*** DOCUMENT TEXT ***

Awards Daily: Are you a fan of the game at all?
Chris Glimsdale: I never played the game. I am not a gamer, but I really enjoyed the Naughty Dogs book on creating the game and how they developed the characters. That was a big part for me. I did watch a lot of YouTube videos of the game just to see what everyone was so excited about. I think they did a great job of transforming it back and forth. My friend’s son is a massive gamer, and the show really hit it on the nose with the way it looks and the way it’s performed.
Awards Daily: So this is your fourth Emmy nomination in this category. Has it been different this time at all? Or was it similar to the other times you were nominated?
Chris Glimsdale: It has been different in the sense that we seem to be getting a lot more recognition. Whether that’s just the timing of it with the game being the game or with the timing of just the way life is right now. It doesn’t seem like the creative parts get as much attention as the actors when it comes to the awards stuff. Maybe with the actors being on strike we are getting a little bit more attention. It isn’t any different from the other nominations in the sense that I still feel humbled. I still feel overwhelmed with the fact that we got nominated again, me being from a small town in Alberta. I love what I do, but I never think that I’m above or do anything that anyone else wouldn’t do. So I’m so blessed that people feel my work is worth awarding. I’m so grateful for my team that worked with me and the fact that they led me through it and kept me going: Penny (Thompson), Judy (Durbacz), and Eva (Baulackey). They keep me alive, and they are my hands really. They keep me going forward, so I’m so grateful for that.

*** End of DOCUMENT TEXT ***
*** PROVIDED INFORMATION ***

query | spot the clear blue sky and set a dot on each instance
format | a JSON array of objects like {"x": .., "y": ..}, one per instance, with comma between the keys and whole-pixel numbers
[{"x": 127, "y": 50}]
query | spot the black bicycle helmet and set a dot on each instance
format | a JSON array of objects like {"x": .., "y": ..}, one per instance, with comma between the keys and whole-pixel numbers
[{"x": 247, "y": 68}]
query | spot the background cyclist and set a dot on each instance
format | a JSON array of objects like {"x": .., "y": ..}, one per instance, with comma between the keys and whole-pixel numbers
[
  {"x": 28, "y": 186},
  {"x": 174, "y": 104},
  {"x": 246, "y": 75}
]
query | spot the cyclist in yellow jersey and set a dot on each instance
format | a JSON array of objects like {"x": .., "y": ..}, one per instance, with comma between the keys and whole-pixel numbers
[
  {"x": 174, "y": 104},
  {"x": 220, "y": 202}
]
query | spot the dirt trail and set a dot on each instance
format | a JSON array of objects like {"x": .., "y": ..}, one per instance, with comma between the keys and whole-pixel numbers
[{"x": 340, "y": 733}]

*** End of PROVIDED INFORMATION ***

== ASSIGNMENT A ==
Reproduce the passage of the Chris Glimsdale interview from "Awards Daily: Are" to "you were nominated?".
== ASSIGNMENT B ==
According to the Chris Glimsdale interview, where is Glimsdale from?
== ASSIGNMENT C ==
Extend the Chris Glimsdale interview, picking up after its final sentence.

== TASK ANSWER A ==
Awards Daily: Are you a fan of the game at all?
Chris Glimsdale: I never played the game. I am not a gamer, but I really enjoyed the Naughty Dogs book on creating the game and how they developed the characters. That was a big part for me. I did watch a lot of YouTube videos of the game just to see what everyone was so excited about. I think they did a great job of transforming it back and forth. My friend’s son is a massive gamer, and the show really hit it on the nose with the way it looks and the way it’s performed.
Awards Daily: So this is your fourth Emmy nomination in this category. Has it been different this time at all? Or was it similar to the other times you were nominated?

== TASK ANSWER B ==
A small town in Alberta.

== TASK ANSWER C ==
Awards Daily: Are you going to be involved in season two? Or is there anything else coming up for you right now?
Chris Glimsdale: Right now, I’m starting on The Abandons, so if that ends at the right time, then we’ll see what happens. With the strike and everything happening, it’s hard to say where we are headed. Right now, I’m on season one of The Abandons, which is a Netflix series with Kurt Sutter as showrunner. We will see what happens from there.
Awards Daily: Final thoughts?
Chris Glimsdale: My only thoughts are that I want everyone to know that I am so blessed that I had my Alberta team and that I’m very grateful for all the 35 artists that came from Alberta. We did a boot camp and everyone did an amazing job of learning the process of working with the infected, learning how to lay hair and lay the pieces. I am grateful for everyone there. I am grateful for the Gowers letting me go forward and do the infected. It has been amazing.